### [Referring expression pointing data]
::::
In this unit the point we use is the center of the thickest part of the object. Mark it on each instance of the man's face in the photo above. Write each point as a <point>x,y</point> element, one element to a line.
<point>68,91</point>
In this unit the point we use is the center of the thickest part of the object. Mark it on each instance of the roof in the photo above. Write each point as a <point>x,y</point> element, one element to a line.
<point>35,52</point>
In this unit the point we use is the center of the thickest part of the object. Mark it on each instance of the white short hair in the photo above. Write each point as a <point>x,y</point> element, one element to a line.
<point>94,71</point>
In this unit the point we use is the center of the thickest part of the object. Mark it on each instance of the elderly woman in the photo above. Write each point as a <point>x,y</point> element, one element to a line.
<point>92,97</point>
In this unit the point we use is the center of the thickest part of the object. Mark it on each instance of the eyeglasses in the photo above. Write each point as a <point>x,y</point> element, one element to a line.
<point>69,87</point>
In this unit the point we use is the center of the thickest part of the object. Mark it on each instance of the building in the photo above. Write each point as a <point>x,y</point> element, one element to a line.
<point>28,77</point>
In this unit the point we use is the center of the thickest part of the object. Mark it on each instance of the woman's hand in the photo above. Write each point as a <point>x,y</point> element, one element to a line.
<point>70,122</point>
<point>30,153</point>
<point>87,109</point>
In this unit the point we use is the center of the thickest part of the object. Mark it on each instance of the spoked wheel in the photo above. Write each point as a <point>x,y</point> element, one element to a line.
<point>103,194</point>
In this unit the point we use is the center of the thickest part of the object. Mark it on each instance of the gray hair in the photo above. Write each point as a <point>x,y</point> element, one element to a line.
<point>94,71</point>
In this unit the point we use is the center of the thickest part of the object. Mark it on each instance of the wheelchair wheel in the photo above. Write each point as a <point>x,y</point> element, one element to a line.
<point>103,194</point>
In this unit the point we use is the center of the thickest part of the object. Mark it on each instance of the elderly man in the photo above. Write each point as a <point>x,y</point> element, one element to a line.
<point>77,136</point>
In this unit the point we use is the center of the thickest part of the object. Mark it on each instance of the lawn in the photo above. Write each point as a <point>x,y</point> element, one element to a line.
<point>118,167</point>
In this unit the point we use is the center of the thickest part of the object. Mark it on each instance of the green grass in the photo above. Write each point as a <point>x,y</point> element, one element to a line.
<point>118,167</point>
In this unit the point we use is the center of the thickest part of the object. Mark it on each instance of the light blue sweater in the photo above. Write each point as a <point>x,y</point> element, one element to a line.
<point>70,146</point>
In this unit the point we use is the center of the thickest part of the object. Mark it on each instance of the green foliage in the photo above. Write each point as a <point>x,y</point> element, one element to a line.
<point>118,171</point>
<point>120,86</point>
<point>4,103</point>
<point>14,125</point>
::::
### [What the task requires]
Output consists of exactly the lines from the one containing "the green grass" to the end of the records above, retyped without change and with nothing extra.

### [Exercise solution]
In this unit the point we use is the center of the thickest part of the object. Mark it on each instance of the green grass in the photo above. Write each point as a <point>x,y</point> element, one element to a line.
<point>118,167</point>
In this unit the point we use is the center of the thickest part of the object. Mark it on each instance of the light blue sweater in the photo above. Write each point as a <point>x,y</point> element, one element to a line.
<point>70,146</point>
In this unit the point we use is the center of the thickest part of the object. Mark it on each instance of the green foliage in the photo above. Write each point as a <point>x,y</point> element, one element to a line.
<point>118,171</point>
<point>120,86</point>
<point>4,103</point>
<point>14,125</point>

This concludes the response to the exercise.